**Exercícios propostos**
[1] Segundo a reportagem sobre a cadela Preta, de que formas ela é retratada no quadro da parede do quartel? Liste todas.
[2] Na reportagem sobre a cadela Preta, em que bairro fica a sede do 1° Batalhão?
[3] Substitua "veterana" por "mascote" no trecho da reportagem sobre a cadela Preta que começa com as palavras que contêm "Uma integrante do" e termina com "25 no batalhão.".

**Trecho da fonte**
☆ ☆ ☆ ☆

Uma integrante do Corpo de Bombeiros Militar em Porto Alegre já foi jubilada, viu colegas se aposentarem e recebe, de forma deliberada, tratamento privilegiado: é a vira-latas Preta, acolhida há cerca de 10 anos por socorristas do 1° Batalhão, sediado no bairro Cidade Baixa.

— Já tentaram levar nossa veterana em definitivo para casa, mas aí dá briga com a gente — conta o sargento Gilmar Gomes, 43 anos, há 25 no batalhão.

 
Na sexta-feira (7), a reportagem de GZH conheceu um cantinho que homenageia os trabalhadores do quartel, com fotos das equipes operacionais expostas em uma parede. A única a ter um quadro só para si é Preta. O mosaico mostra a mascote sentada em uma poltrona, ao lado de uma jaqueta com a bandeira do Rio Grande do Sul costurada. Retratos dela sobre um pano no piso e usando sua farda vermelha, com o escrito “cão bombeiro”, complementam a arte.
 

A primeira rosnada no portão, ao notar o carro da reportagem, cedo da manhã, se transformou em lambidas após o acesso à instituição. Dócil, a cachorra já aparenta ter ultrapassado o porte médio, e pesa mais do que o equipamento carregado pelos combatentes em ocorrências, garantem os servidores.

No sofá de três lugares, ela ocupa o assento de um adulto, como comprovam imagens do arquivo pessoal do sargento Gomes. Ele é o mais antigo em atividade na sede — depois vem a mascote na fila por tempo de serviço. O militar foi um dos bombeiros que a retirou da rua, no início da década de 2010. O animal era mais magro e ainda em fase de crescimento e foi abandonado ou fugiu de algum lar, acredita.

☆ ☆ ☆ ☆

**Dados**
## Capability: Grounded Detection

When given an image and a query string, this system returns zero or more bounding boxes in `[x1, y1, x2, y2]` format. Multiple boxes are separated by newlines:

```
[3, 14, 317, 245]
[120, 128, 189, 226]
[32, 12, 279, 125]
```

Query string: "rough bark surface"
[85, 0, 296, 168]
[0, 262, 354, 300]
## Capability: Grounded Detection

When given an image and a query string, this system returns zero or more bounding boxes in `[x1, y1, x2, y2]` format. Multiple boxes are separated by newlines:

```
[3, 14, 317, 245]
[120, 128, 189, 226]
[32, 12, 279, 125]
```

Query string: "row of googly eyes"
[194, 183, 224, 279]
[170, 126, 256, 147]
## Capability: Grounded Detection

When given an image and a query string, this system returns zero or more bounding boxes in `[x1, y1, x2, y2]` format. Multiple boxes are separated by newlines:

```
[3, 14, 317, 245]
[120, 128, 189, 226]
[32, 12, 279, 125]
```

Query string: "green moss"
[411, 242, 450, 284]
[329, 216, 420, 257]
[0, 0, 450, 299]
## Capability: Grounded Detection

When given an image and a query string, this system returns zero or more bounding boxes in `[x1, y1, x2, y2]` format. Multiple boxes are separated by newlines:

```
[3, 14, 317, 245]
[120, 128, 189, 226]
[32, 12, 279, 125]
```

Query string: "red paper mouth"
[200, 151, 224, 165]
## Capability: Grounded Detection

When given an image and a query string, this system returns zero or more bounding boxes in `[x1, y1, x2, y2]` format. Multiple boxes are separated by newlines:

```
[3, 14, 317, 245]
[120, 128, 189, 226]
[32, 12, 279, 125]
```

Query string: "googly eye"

☆ ☆ ☆ ☆

**Suas respostas**
[1]
- Sentada em uma poltrona, ao lado de uma jaqueta com a bandeira do Rio Grande do Sul costurada
- Sobre um pano no piso
- Usando sua farda vermelha, com o escrito "cão bombeiro"

[2] No bairro Cidade Baixa.

[3]
Uma integrante do Corpo de Bombeiros Militar em Porto Alegre já foi jubilada, viu colegas se aposentarem e recebe, de forma deliberada, tratamento privilegiado: é a vira-latas Preta, acolhida há cerca de 10 anos por socorristas do 1° Batalhão, sediado no bairro Cidade Baixa.

— Já tentaram levar nossa mascote em definitivo para casa, mas aí dá briga com a gente — conta o sargento Gilmar Gomes, 43 anos, há 25 no batalhão.